[Start of Provided data]

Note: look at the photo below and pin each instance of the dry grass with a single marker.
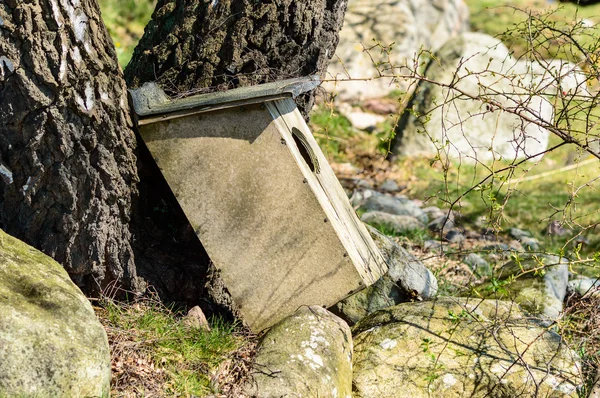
(156, 353)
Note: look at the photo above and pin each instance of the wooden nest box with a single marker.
(261, 196)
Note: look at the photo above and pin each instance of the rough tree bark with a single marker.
(190, 46)
(66, 139)
(76, 182)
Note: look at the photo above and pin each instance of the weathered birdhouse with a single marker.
(261, 196)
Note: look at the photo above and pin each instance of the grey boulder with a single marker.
(407, 279)
(448, 122)
(400, 206)
(51, 343)
(397, 224)
(459, 347)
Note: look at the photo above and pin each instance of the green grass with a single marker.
(155, 339)
(340, 141)
(125, 21)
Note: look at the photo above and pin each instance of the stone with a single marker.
(381, 106)
(478, 264)
(469, 130)
(396, 224)
(537, 283)
(519, 233)
(516, 246)
(394, 205)
(196, 319)
(530, 243)
(360, 119)
(442, 223)
(584, 285)
(308, 354)
(454, 236)
(360, 195)
(407, 26)
(407, 279)
(51, 343)
(389, 186)
(434, 245)
(262, 199)
(433, 212)
(460, 347)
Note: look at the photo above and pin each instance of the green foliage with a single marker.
(125, 21)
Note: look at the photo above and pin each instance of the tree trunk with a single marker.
(69, 156)
(195, 46)
(192, 46)
(66, 140)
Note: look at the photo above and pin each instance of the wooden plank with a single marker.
(327, 188)
(150, 100)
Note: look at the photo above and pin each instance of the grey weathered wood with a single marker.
(280, 230)
(151, 100)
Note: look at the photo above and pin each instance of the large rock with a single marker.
(406, 26)
(447, 121)
(407, 279)
(51, 343)
(308, 354)
(538, 283)
(400, 206)
(458, 347)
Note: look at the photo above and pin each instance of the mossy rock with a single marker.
(460, 347)
(308, 354)
(51, 343)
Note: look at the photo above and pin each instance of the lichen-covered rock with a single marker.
(51, 343)
(406, 26)
(308, 354)
(407, 279)
(459, 347)
(447, 121)
(538, 283)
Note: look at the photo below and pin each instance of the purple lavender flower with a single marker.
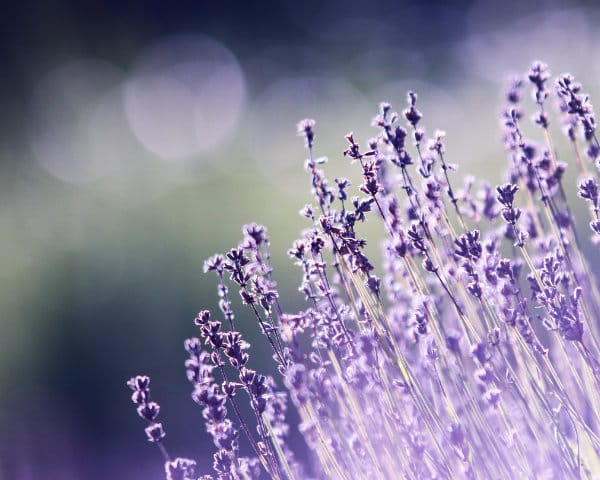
(470, 353)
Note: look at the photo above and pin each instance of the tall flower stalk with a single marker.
(472, 353)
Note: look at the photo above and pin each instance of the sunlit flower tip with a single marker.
(155, 432)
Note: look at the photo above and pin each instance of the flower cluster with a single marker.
(471, 353)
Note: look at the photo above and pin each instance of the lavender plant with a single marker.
(473, 354)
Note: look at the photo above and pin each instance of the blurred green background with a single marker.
(137, 138)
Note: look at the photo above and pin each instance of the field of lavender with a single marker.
(471, 352)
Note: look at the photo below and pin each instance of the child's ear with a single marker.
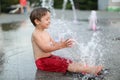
(37, 22)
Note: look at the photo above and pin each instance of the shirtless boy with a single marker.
(44, 45)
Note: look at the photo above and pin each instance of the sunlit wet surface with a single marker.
(16, 56)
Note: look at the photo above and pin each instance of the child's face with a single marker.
(45, 20)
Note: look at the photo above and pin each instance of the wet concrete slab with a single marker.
(16, 55)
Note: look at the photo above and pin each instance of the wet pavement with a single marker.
(16, 55)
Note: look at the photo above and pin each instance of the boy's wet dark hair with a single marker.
(38, 13)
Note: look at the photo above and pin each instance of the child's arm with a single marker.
(46, 47)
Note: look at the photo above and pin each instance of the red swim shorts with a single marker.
(53, 64)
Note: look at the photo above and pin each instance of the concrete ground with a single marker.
(16, 56)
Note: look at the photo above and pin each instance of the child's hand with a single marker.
(67, 43)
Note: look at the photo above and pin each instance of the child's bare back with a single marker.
(44, 45)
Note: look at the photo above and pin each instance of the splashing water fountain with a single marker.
(90, 53)
(97, 47)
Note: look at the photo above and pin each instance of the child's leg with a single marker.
(77, 67)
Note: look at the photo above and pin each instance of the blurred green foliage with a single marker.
(58, 4)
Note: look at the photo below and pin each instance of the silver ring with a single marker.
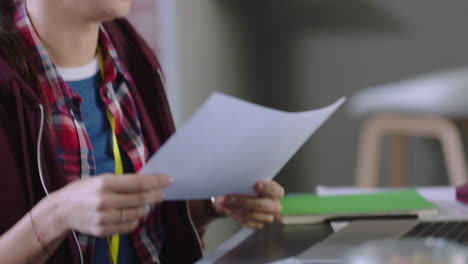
(122, 215)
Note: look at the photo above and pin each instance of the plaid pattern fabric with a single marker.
(67, 126)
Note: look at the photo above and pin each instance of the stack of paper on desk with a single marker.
(310, 208)
(229, 144)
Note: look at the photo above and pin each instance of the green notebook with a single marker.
(310, 208)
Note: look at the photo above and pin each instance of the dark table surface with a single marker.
(276, 242)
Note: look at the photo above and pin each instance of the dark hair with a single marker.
(12, 48)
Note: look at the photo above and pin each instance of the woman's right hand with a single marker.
(108, 204)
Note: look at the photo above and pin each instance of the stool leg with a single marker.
(452, 146)
(399, 160)
(370, 147)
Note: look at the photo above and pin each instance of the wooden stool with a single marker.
(434, 106)
(399, 127)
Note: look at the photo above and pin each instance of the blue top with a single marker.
(100, 134)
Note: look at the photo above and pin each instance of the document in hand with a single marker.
(311, 208)
(230, 144)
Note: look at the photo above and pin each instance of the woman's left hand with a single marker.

[End of Provided data]

# Aim:
Extract the run of lines from the line holding "wet dark hair with a single marker." through the final line of the material above, exactly and inclusively. Leave the pictures behind.

# Task result:
Note: look at the photo above and pin each instance of the boy's wet dark hair with a single marker.
(38, 13)
Note: look at the photo above and pin each instance of the child's arm with a single marker.
(46, 47)
Note: look at the photo above and pin each instance of the red swim shorts with a single marker.
(53, 64)
Note: look at the photo above and pin each instance of the concrete ground with a single marker.
(16, 56)
Note: look at the photo above and pin each instance of the child's hand with a single marker.
(67, 43)
Note: look at the photo above and pin each instance of the child's bare back with a single marker.
(44, 45)
Note: look at the photo above and pin each instance of the splashing water fountain with a single marker.
(90, 53)
(97, 47)
Note: look at the photo above and pin each instance of the child's leg with a single marker.
(77, 67)
Note: look at the photo above and pin each instance of the blurred green foliage with a single marker.
(58, 4)
Note: look at the photo below and pin each instance of the silver ring with a single marker.
(122, 215)
Note: look at the photo above and pin each instance of the plaid pattern fabric with a single marker.
(67, 126)
Note: look at the photo above and pin each instance of the stack of paper on desk with a single marker.
(310, 208)
(229, 144)
Note: look at the photo above and pin each instance of the green notebook with a single marker.
(310, 208)
Note: look at the photo above and pin each instance of the dark table surface with a single marker.
(276, 242)
Note: look at the photo above and pin each instance of the dark hair with a single marker.
(12, 48)
Note: look at the photo above and pin each instance of the woman's right hand with a single marker.
(108, 204)
Note: look at the photo above and pin each instance of the stool leg with a single marker.
(452, 146)
(399, 160)
(370, 147)
Note: look at the photo above and pin each instance of the wooden stool with a single marker.
(434, 106)
(399, 127)
Note: look at the photo above and pin each instance of the blue top with a single marker.
(100, 134)
Note: look at the photo above and pin each instance of the document in hand with a single marker.
(311, 208)
(230, 144)
Note: look at the photo above and pin each instance of the woman's left hand with a single marker.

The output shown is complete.